═════ Texto fornecido ═════

São Paulo, domingo, 9 de março de 1997
Próximo Texto | Índice

Jô vira a "vaca sagrada" das elites

FERNANDO DE BARROS E SILVA
ESPECIAL PARA A FOLHA

Jô Soares se transformou num problema para quem pretende se ocupar dele com alguma disposição crítica. Nos últimos anos, não há nenhum programa da TV brasileira ou qualquer personagem da mídia que tenha sido tão incensado pela crítica, pelo público e por seus pares.
A situação chegou a um ponto em que qualquer comentário menos favorável, qualquer objeção ao "Jô Onze e Meia", é tomada imediatamente como idiossincrasia, como oportunismo de quem estaria usando a fama alheia para tirar uma lasca em proveito próprio.
Ninguém nega que Jô Soares tenha um enorme talento. Ele sabe disso, mas, às vezes, perde o senso do ridículo. Por exemplo, quando faz questão de alardear que fala sete (ou serão oito?) idiomas.
Já faz algum tempo que existe uma afetação em torno de Jô Soares, que é perniciosa para todos. A situação de seu programa é semelhante à da psicanálise. As pessoas que vêem o Jô sentem-se mais importantes, menos boçais, assim como as madames que procuram um analista pretendem com isso driblar o vazio de suas vidas. Jô oferece uma espécie de compensação espiritual à estupidez da vida massificada, na qual estamos todos atolados.
Tudo isso seria menos nocivo se o programa cumprisse o que promete, se fizesse jus ao burburinho incessante que se faz à sua volta. Mas não é bem assim.
O programa começou, há alguns anos, inovando a forma de se fazer entrevistas na TV. Contra a rigidez e o padrão protocolar consagrado pela Globo, o SBT soube explorar o talento híbrido de Jô Soares. Ao seu velho papel de humorista e "show man", juntaram-se o improviso, a graça, o refinamento do entrevistador iconoclasta, que era capaz de receber um personagem sem brilho e extrair dele uma conversa deliciosa, quase inteligente.

═════ Dados disponíveis ═════

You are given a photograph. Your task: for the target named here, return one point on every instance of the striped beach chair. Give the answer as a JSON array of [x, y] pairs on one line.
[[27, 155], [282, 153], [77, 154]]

═════

**Tarefa a cumprir:** Pode reescrever o artigo sobre Jô Soares, tudo o que vai de "Ninguém nega que" até "é bem assim.", trocando "psicanálise" por "terapia"? Os dados não são necessários para resolver nada aqui.

**Solução completa:**
Ninguém nega que Jô Soares tenha um enorme talento. Ele sabe disso, mas, às vezes, perde o senso do ridículo. Por exemplo, quando faz questão de alardear que fala sete (ou serão oito?) idiomas.
Já faz algum tempo que existe uma afetação em torno de Jô Soares, que é perniciosa para todos. A situação de seu programa é semelhante à da terapia. As pessoas que vêem o Jô sentem-se mais importantes, menos boçais, assim como as madames que procuram um analista pretendem com isso driblar o vazio de suas vidas. Jô oferece uma espécie de compensação espiritual à estupidez da vida massificada, na qual estamos todos atolados.
Tudo isso seria menos nocivo se o programa cumprisse o que promete, se fizesse jus ao burburinho incessante que se faz à sua volta. Mas não é bem assim.